Thursday 6 September 2007

Owww.

Today was defined rather by my deciding this morning to make a run for the bus. I was forced by pedestrians and a couple of ’phone boxes onto the road. As I tried to get back onto the pavement, I twisted my ankle rather badly on some traffic calming measures.

A shot of pain up my right leg left me hopping crestfallen to a halt. I limped on in decreasing pain, but nothing like fast enough to catch the bus. At least my ankle wasn’t hurting too badly, though, right? Maybe I wouldn’t have to write an angry letter to the local paper after all, who aren’t dead keen on the idiot traffic calming scheme as it is.

I got the bus to Stafford, the train to Euston and had completed about two thirds of the marathon trek up the Metropolitan Line on the Tube when the pain started again. When the train eventually pulled into Uxbridge, I had been transformed into a total cripple. This was not helped by the fact that I was finding the transformation hilariously funny. Every time I put my right foot down there was a twofold risk of collapse from a twisted ankle and/or laughter.

I found some steps to sit on. “Don’t worry!” I thought, “There’s a magic bag of handy medication left in my bag after my trip to Europe!” I whipped it out, hoping for some anti-inflammatory ibuprofen…but any painkillers would do, really.

What I found was disappointing. Some tablets—woohoo!—turned out after cursory investigation to be loperamide, anti-diarrhœa medication which would probably stop me pooing for a week, but not do much for the pain. The bag’s other contents were some antihistamine bite cream and a tampon. Anyone who can think of a way to reduce my suffering with only those ingredients is a better first aider than I, and should probably go on the A&E equivalent of Ready Steady Cook.

“So, what’ve you got in the bag for us, Dora?”

“Well, doc, I’ve got some hayfever tablets, a shot of morphine and some herbal tablets which are supposed to give you firmer erections.”

“So, our patient here has conjunctivitis and athlete’s foot. How well will our celebrity nurse Anthony manage with only those ingredients? He’s got twenty minutes!”

Unfortunately, this TV fantasy wasn’t the prelude to several hours’ blissful unconsciousness. It was the prelude to spending the rest of the day hobbling like an idiot who’s twisted his ankle on some traffic calming measures.

• [Explore the material]
1. In the diary entry about the twisted ankle:
(a) What did the writer twist an ankle on while trying to get back onto the pavement?
(b) At which station did the Metropolitan Line train eventually pull in?
(c) What did the tablets in the medication bag turn out to be?
2. What is the French for this sentence from the diary entry about the twisted ankle: "I limped on in decreasing pain, but nothing like fast enough to catch the bus."

• [Data supplied]
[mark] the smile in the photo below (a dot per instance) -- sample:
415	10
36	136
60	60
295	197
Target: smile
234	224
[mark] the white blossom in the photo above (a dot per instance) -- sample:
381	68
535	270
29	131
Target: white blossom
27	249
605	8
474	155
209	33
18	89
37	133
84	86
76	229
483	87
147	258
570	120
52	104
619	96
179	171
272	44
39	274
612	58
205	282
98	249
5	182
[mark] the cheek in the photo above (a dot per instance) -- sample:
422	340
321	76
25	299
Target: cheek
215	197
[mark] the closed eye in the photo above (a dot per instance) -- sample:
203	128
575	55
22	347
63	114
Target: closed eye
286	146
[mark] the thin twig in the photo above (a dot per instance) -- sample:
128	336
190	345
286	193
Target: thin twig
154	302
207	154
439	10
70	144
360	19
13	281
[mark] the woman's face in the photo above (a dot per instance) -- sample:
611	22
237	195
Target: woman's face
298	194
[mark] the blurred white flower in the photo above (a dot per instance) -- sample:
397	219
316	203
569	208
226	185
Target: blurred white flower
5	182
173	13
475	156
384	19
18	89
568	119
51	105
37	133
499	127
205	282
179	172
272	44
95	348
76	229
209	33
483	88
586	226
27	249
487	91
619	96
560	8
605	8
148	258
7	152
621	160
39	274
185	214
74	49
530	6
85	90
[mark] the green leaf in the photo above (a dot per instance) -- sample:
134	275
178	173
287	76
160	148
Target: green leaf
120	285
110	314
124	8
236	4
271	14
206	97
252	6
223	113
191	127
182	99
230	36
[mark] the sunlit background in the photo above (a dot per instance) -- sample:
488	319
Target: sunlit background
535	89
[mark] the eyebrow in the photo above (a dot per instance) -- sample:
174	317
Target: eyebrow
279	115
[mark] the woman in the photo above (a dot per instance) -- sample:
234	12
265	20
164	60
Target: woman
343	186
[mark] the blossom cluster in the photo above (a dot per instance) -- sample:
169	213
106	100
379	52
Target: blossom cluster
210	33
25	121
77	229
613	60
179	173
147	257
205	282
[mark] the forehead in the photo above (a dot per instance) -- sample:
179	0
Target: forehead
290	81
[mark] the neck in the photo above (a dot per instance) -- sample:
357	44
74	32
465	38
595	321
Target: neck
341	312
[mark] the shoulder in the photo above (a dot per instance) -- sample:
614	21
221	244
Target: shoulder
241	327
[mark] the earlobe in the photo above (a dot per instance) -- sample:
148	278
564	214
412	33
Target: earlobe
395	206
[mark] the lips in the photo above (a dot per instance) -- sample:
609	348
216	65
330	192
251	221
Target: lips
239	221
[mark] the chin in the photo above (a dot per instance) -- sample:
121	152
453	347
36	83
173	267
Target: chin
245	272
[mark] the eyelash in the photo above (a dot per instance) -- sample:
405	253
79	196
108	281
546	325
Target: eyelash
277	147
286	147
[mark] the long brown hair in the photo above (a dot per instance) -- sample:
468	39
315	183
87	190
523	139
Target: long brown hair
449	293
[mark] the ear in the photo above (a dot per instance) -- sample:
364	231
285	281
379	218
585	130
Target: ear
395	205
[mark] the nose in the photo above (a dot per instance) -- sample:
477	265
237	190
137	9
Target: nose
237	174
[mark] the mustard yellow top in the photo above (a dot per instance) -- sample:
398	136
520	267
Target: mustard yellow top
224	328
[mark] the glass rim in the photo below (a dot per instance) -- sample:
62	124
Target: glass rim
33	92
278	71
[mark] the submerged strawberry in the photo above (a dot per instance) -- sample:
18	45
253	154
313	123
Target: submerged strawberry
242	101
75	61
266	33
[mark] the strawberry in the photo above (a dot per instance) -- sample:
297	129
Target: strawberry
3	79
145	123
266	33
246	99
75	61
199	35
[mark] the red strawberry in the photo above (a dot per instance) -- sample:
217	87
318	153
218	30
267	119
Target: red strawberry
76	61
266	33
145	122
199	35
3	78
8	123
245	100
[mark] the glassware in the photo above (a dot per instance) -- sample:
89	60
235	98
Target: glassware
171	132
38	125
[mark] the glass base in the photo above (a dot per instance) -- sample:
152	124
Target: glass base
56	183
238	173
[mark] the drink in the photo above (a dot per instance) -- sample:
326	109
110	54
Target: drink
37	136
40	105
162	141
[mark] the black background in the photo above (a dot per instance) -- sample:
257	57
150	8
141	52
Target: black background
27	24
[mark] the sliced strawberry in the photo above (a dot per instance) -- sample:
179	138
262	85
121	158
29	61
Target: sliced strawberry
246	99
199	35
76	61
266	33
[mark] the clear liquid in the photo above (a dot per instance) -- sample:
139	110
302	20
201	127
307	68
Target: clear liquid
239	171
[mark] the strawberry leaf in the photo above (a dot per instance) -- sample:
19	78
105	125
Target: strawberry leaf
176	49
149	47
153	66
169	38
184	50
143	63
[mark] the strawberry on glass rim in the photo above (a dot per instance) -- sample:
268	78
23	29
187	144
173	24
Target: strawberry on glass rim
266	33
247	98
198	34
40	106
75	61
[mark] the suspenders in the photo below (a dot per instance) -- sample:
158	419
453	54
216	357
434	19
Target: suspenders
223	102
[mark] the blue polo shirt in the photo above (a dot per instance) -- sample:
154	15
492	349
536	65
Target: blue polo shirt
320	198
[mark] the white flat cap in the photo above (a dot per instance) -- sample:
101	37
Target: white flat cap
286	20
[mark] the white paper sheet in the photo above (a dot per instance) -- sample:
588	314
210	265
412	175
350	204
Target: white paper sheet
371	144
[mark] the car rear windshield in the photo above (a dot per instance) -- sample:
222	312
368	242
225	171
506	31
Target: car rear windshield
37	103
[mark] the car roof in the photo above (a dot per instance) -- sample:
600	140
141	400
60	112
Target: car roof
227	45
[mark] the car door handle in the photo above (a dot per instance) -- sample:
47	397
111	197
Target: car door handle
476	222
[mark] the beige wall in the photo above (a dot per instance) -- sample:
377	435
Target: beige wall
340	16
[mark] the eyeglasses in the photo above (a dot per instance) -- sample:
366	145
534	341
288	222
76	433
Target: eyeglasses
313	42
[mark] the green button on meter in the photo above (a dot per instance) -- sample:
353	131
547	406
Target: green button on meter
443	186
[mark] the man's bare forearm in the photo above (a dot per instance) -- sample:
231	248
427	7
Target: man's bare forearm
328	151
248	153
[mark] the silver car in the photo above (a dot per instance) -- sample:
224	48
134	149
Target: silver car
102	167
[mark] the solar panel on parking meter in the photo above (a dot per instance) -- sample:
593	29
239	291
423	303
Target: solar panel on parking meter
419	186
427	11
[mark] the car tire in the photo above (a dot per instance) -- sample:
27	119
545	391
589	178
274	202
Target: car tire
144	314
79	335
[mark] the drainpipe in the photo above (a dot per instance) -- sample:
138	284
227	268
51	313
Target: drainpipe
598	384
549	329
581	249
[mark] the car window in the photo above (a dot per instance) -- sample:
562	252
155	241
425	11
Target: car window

• [Task responses]
1.
(a) Some traffic calming measures.
(b) Uxbridge.
(c) Loperamide, an anti-diarrhœa medication.

2. J'ai continué en boitant, avec une douleur qui diminuait, mais pas du tout assez vite pour attraper le bus.